# EXCERTO DE ORIGEM:
────────────────────

Apesar de se conhecer a jurisprudência do Venerando STA com sentido oposto, em conformidade com a posição que uniformemente tenho seguido, adere-se ao entendimento vertido no douto Acórdão do mesmo Tribunal Superior, de 27.01.2011, proferido no processo n.º 0850/10, “in” www.dgsi.pt, destacando-se o seguinte excerto: «...Tal impugnação direta das peças do concurso, por força do que estabelece, expressamente, o citado art. 101, do CPTA, tem de ser feita no prazo de um mês a contar da data do respectivo conhecimento pelos interessados.
Pois que, como bem se ponderou, já, no acórdão desta 1ª Secção, de 26.8.09 (R° 471/09),
Considerando que era inevitável estabelecer-se um prazo para a impugnação de atos normativos e que o art. 101° do CPTA está vocacionado para se aplicar a todos os «processos do contencioso pré-contratual», justifica-se concluir que aquele «ato» se refere a todas modalidades contempladas no art. 100°, sem excepção. Até por uma razão coadjuvante: a recusar-se a aplicação do art. 101° às impugnações previstas no art. 100°, n° 2, cair-se-ia na perplexidade de se necessitar de um prazo que o legislador esquecera; ao que se seguiria um qualquer exercício de imaginação donde brotasse um prazo «ad hoc», porventura o mais apetecível – recaindo-se sempre numa penosa explicação do «obscurus per obscurius». Assim, o legislador disse mesmo tudo o que quereria dizer quando, no art. 101° do CPTA, aludiu ao «conhecimento do ato». Esse «ato» tem o sentido semântico – menos vulgar, mas ainda verdadeiro e irrecusável – de abranger os elementos normativos susceptíveis de serem objecto da «impugnação direta» prevista no art. 100°, n° 2, do CPTA. Pelo que nem sequer é preciso recorrer a uma interpretação extensiva a fim de dar ao termo a amplitude genérica que ele, por si mesmo, já mínima e suficientemente detém.
Aliás, a doutrina propende para esta solução – implicitamente acolhida por Aroso de Almeida e Fernandes Cadilha no n° 6 da sua anotação ao art. 101° (Comentário ao Código de Processo nos Tribunais Administrativos, ed. de 2005 O mesmo sucede, quanto a este ponto, na edição de 2010 (vd. pp. 666 e 682)., pág. 513) e explicitamente afirmada por Mário e Rodrigo Esteves de Oliveira acerca do art. 74° do CPTA (op. cit Trata-se do Código de Processo nos Tribunais Administrativos, vol. I, Liv. Almedina, ed. 2004.., pág. 448).
Assim, e como bem decidiram as instâncias, a falta de impugnação, naquele prazo de um mês, da norma do Programa do Concurso reputada de ilegal pela ora recorrente, implicou a caducidade do respectivo direito a tal impugnação.

────────────────────

# MATERIAL FORNECIDO:

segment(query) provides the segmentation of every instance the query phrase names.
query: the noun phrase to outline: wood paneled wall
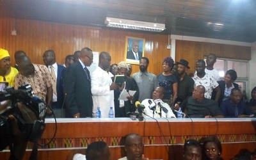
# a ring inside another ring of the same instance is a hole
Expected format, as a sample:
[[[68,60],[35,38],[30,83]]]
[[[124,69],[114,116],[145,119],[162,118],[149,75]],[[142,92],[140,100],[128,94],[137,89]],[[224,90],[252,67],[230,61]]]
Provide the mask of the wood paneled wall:
[[[68,54],[84,47],[93,51],[107,51],[112,58],[112,63],[124,60],[125,36],[145,39],[145,56],[149,58],[148,70],[158,74],[162,72],[163,60],[170,55],[166,49],[168,36],[148,34],[100,28],[91,28],[42,21],[17,19],[17,36],[12,36],[13,19],[0,18],[0,47],[8,50],[13,60],[14,52],[24,51],[33,63],[44,64],[42,55],[45,51],[53,49],[56,61],[63,63]],[[133,65],[133,73],[139,70]]]
[[[210,53],[215,54],[218,58],[250,60],[251,47],[227,44],[218,44],[201,42],[176,40],[175,58],[189,61],[189,72],[195,71],[196,61],[204,59]]]
[[[118,63],[124,60],[125,36],[129,36],[145,39],[145,56],[150,60],[148,71],[157,75],[163,72],[163,60],[171,52],[166,49],[167,35],[17,19],[17,35],[12,36],[13,24],[13,19],[0,18],[0,47],[9,51],[12,60],[14,60],[15,51],[23,50],[33,63],[43,64],[44,52],[53,49],[57,63],[63,63],[67,55],[88,47],[93,51],[109,52],[112,63]],[[189,72],[195,72],[196,60],[211,52],[220,58],[251,58],[250,47],[186,40],[176,40],[175,47],[175,60],[188,60],[191,67]],[[12,63],[14,65],[14,61]],[[138,65],[132,67],[132,73],[139,70]]]

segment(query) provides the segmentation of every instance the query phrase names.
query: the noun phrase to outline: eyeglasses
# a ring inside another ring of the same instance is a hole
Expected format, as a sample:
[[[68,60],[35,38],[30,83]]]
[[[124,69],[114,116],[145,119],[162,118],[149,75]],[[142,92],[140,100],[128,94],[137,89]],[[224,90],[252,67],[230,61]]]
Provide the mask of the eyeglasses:
[[[88,56],[86,56],[86,55],[84,55],[84,56],[85,56],[86,57],[89,58],[90,60],[91,60],[92,62],[93,61],[93,58],[90,58],[90,57],[89,57]]]
[[[128,144],[125,144],[125,145],[129,146],[131,148],[133,149],[133,150],[136,150],[136,149],[141,149],[142,148],[143,148],[144,145],[142,143],[140,143],[138,145],[136,144],[132,144],[132,145],[128,145]]]
[[[196,140],[189,140],[188,141],[186,141],[185,144],[184,144],[184,148],[185,148],[185,147],[191,146],[191,145],[195,145],[196,147],[201,147],[201,144]]]
[[[113,69],[113,70],[117,70],[117,67],[111,67],[111,69]]]
[[[198,91],[196,91],[195,90],[192,90],[192,92],[195,92],[195,93],[201,93],[200,92],[198,92]]]

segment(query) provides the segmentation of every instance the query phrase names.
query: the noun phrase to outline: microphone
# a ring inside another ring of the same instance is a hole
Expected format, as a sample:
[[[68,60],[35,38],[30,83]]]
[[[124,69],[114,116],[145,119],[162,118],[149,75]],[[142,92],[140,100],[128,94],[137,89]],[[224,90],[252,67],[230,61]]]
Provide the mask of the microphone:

────────────────────

# TAREFA 1:
Verifique se cada afirmação está de acordo com o excerto sobre o prazo de impugnação. Para cada uma, responda sim ou não e cite literalmente as palavras do excerto que decidem a resposta.
(a) A impugnação direta das peças do concurso tem de ser feita no prazo de um mês contado a partir do conhecimento pelos interessados.
(b) Para dar ao termo «ato» a amplitude pretendida, é necessário recorrer a uma interpretação extensiva.
(c) As instâncias concluíram que a recorrente conservava o direito de impugnar a norma do Programa do Concurso.
# TAREFA 2:
Devolva sem alterações o trecho do excerto sobre o prazo de impugnação que vai de "Apesar de se" até "conhecimento pelos interessados.".
# TAREFA 3:
Dê seguimento ao excerto sobre o prazo de impugnação a partir da última frase apresentada.

# RESPOSTA DO EXERCÍCIO 1:
(a) Sim: «tem de ser feita no prazo de um mês a contar da data do respectivo conhecimento pelos interessados».
(b) Não: «nem sequer é preciso recorrer a uma interpretação extensiva».
(c) Não: «implicou a caducidade do respectivo direito a tal impugnação».

# RESPOSTA DO EXERCÍCIO 2:
Apesar de se conhecer a jurisprudência do Venerando STA com sentido oposto, em conformidade com a posição que uniformemente tenho seguido, adere-se ao entendimento vertido no douto Acórdão do mesmo Tribunal Superior, de 27.01.2011, proferido no processo n.º 0850/10, “in” www.dgsi.pt, destacando-se o seguinte excerto: «...Tal impugnação direta das peças do concurso, por força do que estabelece, expressamente, o citado art. 101, do CPTA, tem de ser feita no prazo de um mês a contar da data do respectivo conhecimento pelos interessados.

# RESPOSTA DO EXERCÍCIO 3:
E não colhe a alegação da recorrente de que esse entendimento contraria a disposição do referenciado art. 51, n° 3, do CPTA. Pois que – como também entendeu o acórdão recorrido –, estando a impugnação de normas constantes de peças do concurso expressamente prevista no art. 100, n° 2, do mesmo CPTA, e sujeita, como se viu, ao prazo estabelecido no art. 101 desse diploma, não se lhe aplica a regra da impugnabilidade, estabelecida naquele art. 51, n° 3, por estar incluída essa impugnação na ressalva («sem prejuízo do disposto em lei especial») aí consagrada.
De resto, o entendimento defendido pela recorrente, no sentido de que a falta de tempestiva impugnação da referida norma do Programa do Concurso não a inibe de impugnar essa mesma norma, por via da impugnação do ato final de adjudicação, que lhe deu aplicação concreta, também não seria aceitável, por ser contrário ao próprio interesse da segurança e celeridade da resolução dos litígios, que a consagração da referenciada possibilidade de impugnação de peças concursais, por meio de processo urgente, visou acautelar. Neste sentido, vejam-se as referidas Diretivas recursos, ao imporem aos Estados-membros a adopção das «medidas necessárias para garantir que ... as decisões tomadas pelas entidades adjudicantes possam ser objecto de recursos eficazes e, sobretudo, tão rápidos quanto possível ...» (art. 1, n° 1, da Diretiva 89/665/CEE do Conselho, de 21.12.89) e para «... assegurar que as decisões das entidades adjudicantes possam ser eficazmente objecto de recurso e, em especial, tão rapidamente quanto possível, ...» – sublinhado nosso. (...)».
Ante o exposto, julgo procedente a exceção de caducidade do direito de ação contra a cláusula 4.ª do caderno de encargos, pelo que, nesta parte, absolvo o R. da presente instância, nos termos do artigo 89.°, n.° 1, alínea h), do CPTA.
*
A questão a decidir no presente recurso é a de saber se a falta de impugnação das normas do concurso no prazo de 1 mês (previsto no artigo 101.º do CPTA), preclude o direito dos interessados de impugnarem o ato final de adjudicação com fundamento na ilegalidade de tais normas. Trata-se de questão já debatida na jurisprudência e na doutrina.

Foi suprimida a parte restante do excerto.